Start

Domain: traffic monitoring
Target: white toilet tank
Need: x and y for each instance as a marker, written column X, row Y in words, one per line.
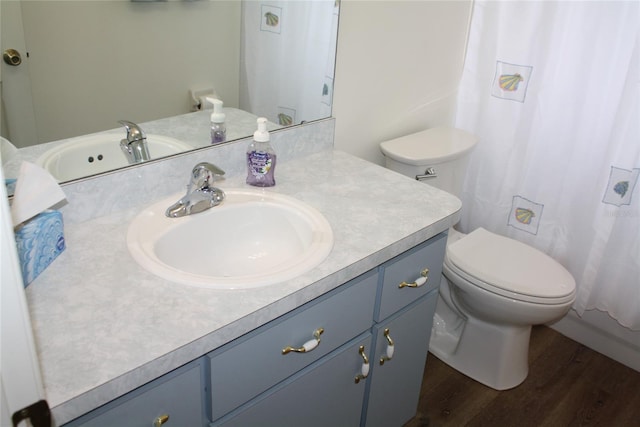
column 436, row 156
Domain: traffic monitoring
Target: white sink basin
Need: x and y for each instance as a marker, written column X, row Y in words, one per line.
column 99, row 153
column 254, row 238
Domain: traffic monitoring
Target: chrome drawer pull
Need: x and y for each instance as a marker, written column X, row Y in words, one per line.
column 424, row 276
column 308, row 346
column 390, row 348
column 160, row 420
column 364, row 371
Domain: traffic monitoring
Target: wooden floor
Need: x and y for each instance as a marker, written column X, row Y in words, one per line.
column 568, row 385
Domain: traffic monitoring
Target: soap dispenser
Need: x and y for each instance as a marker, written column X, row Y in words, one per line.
column 218, row 127
column 261, row 159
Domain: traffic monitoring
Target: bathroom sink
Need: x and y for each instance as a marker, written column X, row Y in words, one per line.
column 88, row 155
column 254, row 238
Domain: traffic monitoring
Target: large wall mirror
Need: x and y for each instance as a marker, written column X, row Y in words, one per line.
column 86, row 64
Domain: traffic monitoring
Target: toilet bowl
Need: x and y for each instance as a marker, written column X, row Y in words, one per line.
column 493, row 288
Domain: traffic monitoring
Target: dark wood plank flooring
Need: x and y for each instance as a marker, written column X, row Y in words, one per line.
column 568, row 385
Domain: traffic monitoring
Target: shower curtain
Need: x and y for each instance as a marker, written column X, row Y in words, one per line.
column 552, row 89
column 287, row 59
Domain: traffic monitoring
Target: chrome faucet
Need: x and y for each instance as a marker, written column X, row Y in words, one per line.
column 134, row 145
column 201, row 194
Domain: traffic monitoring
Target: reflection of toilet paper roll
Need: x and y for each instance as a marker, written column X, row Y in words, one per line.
column 36, row 190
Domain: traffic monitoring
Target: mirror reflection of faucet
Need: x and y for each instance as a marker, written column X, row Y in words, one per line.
column 135, row 145
column 201, row 194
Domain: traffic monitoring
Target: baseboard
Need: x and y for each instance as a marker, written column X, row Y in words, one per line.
column 598, row 331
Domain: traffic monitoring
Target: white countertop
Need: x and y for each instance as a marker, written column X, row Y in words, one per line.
column 104, row 326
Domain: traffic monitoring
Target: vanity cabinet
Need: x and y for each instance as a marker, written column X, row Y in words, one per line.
column 324, row 394
column 175, row 399
column 354, row 356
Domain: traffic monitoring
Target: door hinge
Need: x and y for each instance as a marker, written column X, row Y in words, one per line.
column 38, row 414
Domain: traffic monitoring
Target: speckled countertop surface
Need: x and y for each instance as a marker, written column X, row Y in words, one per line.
column 104, row 326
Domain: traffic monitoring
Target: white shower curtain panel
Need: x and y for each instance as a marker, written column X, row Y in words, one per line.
column 552, row 91
column 287, row 59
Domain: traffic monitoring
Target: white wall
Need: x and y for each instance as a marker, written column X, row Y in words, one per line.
column 95, row 62
column 398, row 68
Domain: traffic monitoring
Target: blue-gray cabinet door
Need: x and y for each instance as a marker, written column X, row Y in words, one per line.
column 395, row 385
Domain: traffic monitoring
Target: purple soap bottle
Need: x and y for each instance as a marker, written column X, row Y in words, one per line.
column 261, row 159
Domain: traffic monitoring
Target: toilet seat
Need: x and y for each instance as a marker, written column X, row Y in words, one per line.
column 509, row 268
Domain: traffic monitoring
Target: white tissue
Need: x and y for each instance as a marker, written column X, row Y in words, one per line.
column 36, row 191
column 7, row 150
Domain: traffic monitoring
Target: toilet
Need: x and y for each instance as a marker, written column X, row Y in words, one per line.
column 493, row 288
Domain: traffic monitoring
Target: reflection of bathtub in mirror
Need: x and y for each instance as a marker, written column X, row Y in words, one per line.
column 193, row 129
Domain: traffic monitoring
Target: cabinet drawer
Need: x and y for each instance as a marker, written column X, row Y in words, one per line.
column 179, row 394
column 246, row 368
column 324, row 394
column 407, row 267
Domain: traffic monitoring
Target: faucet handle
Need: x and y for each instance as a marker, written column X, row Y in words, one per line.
column 134, row 133
column 204, row 174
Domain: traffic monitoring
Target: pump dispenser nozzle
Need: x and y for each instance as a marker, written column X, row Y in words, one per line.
column 261, row 135
column 218, row 128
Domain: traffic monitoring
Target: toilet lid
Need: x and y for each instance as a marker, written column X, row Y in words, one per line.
column 430, row 146
column 503, row 264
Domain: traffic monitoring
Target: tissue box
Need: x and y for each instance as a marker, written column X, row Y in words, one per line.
column 40, row 240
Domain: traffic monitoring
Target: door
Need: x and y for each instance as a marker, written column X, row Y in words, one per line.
column 16, row 110
column 20, row 379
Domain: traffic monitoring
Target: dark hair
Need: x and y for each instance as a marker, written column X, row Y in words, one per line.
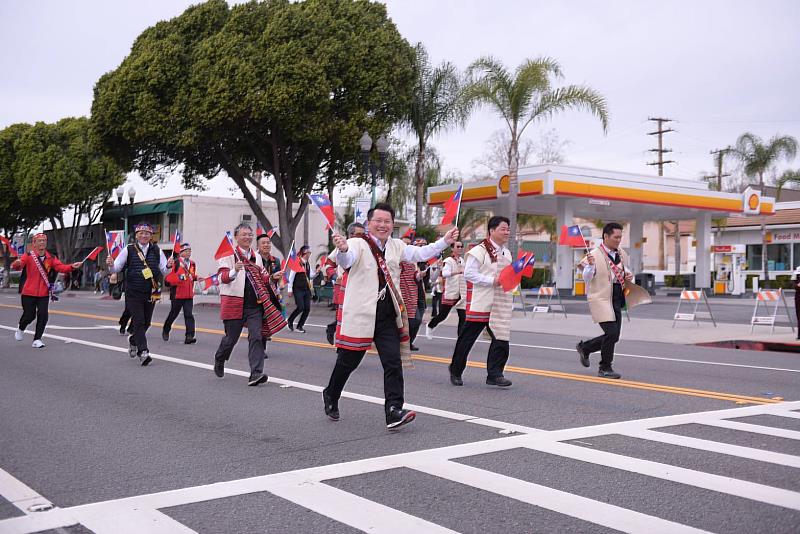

End

Please list every line of the records above that contains the word "faucet", paying attention to case.

Target: chrome faucet
Target: mirror reflection of faucet
Target: faucet handle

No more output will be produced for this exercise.